== RECORDS TO PROCESS ==
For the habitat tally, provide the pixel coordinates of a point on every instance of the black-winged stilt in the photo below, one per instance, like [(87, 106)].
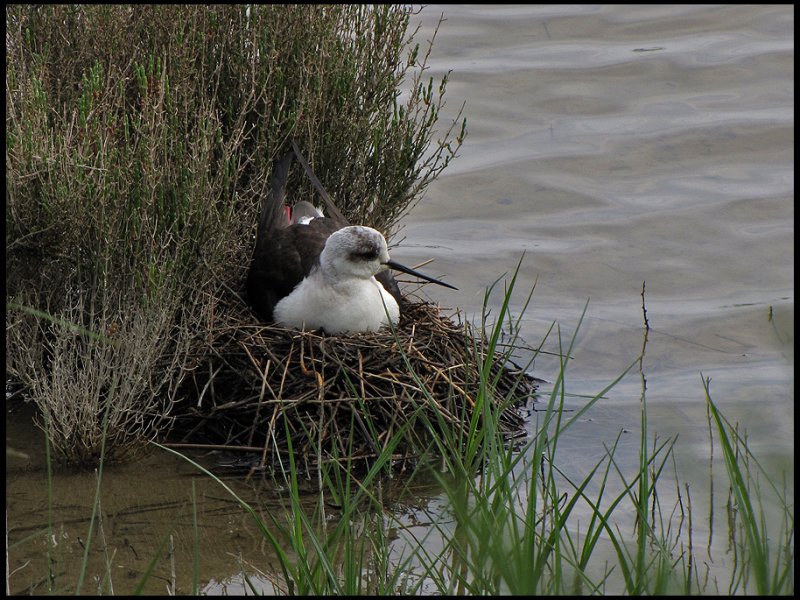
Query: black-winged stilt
[(313, 271)]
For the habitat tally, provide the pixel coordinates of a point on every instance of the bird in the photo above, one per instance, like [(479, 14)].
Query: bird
[(312, 271)]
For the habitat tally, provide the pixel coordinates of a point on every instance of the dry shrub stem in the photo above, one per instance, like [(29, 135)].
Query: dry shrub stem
[(139, 141), (339, 398)]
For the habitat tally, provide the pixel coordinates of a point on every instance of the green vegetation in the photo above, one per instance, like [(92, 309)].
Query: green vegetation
[(512, 520), (139, 143)]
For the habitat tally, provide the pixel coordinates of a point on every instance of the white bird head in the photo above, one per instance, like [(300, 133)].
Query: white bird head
[(356, 251)]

== TO BE DONE ==
Rewrite all of the entries above, replacing "habitat tally" with "wetland bird survey" wherever it occurs and leaving everything else unchanged. Omit the pictures from the rewritten version.

== EXERCISE RESPONSE ==
For the wetland bird survey, provide the pixel coordinates of a point on every instance of the black-winged stilt in the photo below, one per instance, like [(87, 106)].
Query: black-winged stilt
[(313, 271)]
For the wetland bird survey, provide the pixel coordinates of a point on every instance of the bird in the photo above, one per instance, like [(479, 14)].
Query: bird
[(312, 271)]
For the wetland bird survey, provide the pixel coordinates of a point on every instance of the dry shrub stem in the photo above, one per instance, like [(29, 135)].
Query: dry shrub stem
[(139, 141), (339, 398)]
For the wetland bird survey, provide the pixel coordinates of a point on every instance of the green vegetation in the photo above, one per instance, like [(92, 309)].
Query: green vegetation
[(512, 520), (139, 143)]
For the wetland bird survey, provide the pixel coordinates of a point on every instance of the white bird head in the photo above, one per instance, like [(300, 133)].
Query: white bird head
[(356, 251)]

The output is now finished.